DIRECTIONS:
Answer these questions about the blog post on programming with LLMs:
1. What is the blog called, and whose blog is it?
2. In the author's experience, what does LLM usefulness heavily depend on?
3. What does the post call LLMs in its core idea?

--- TEXT PROVIDED Enclosed Below ---

Skip to content

Yoyo Code
Matyáš Racek's blog


The key insight for programming with LLMs effectively

I keep reading various takes on LLMs, and I kinda roll my eyes a bit pretty often. It seems like there are two crowds talking past each other.

One is the "maximalist, embrace exponentials, all my code is written by AI" kind of group.

The other is the "what are you talking about, AI produces slop. It can't even do the basic tasks I do."

At first glance, it might seem weird that such opposite takes can exist at the same time, but I'm not that surprised, actually.

In my experience, LLM usefulness heavily depends on the task, and there's a massive chasm between tasks where it's a good and bad fit.

I can definitely imagine people working only on one side of this chasm and being perplexed by the other side.


Part of it is also a skill, though, so I want to write down what I think is the source of this discrepancy, and maybe it helps you figure out if you're missing out.

The core idea is simple. LLMs are token prediction machines. Modern models are a lot more sophisticated, but the core of the technology is still probabilistic token prediction.

This means that the more predictable the task is, the better will LLM perform.

That's it.

--- End of Enclosed TEXT PROVIDED ---
--- MATERIAL PROVIDED Enclosed Below ---

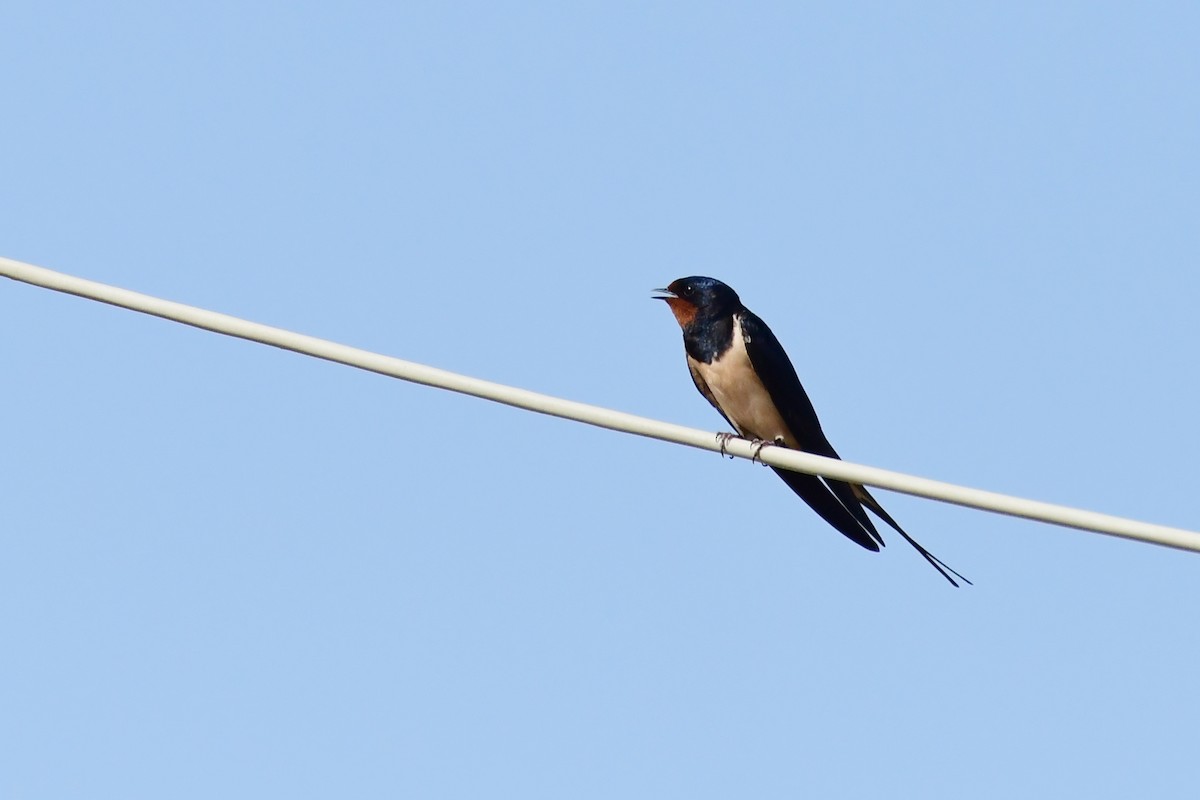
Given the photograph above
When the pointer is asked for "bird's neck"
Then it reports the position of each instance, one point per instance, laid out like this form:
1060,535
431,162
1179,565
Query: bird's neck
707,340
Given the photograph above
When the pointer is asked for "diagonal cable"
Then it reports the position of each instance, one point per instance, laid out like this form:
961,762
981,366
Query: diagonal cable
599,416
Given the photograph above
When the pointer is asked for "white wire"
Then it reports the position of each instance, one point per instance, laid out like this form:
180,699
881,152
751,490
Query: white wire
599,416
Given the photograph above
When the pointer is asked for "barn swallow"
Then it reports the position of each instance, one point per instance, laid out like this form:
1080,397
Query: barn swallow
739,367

--- End of Enclosed MATERIAL PROVIDED ---

TASK RESPONSE:
1. Yoyo Code, Matyáš Racek's blog.
2. The task.
3. Token prediction machines.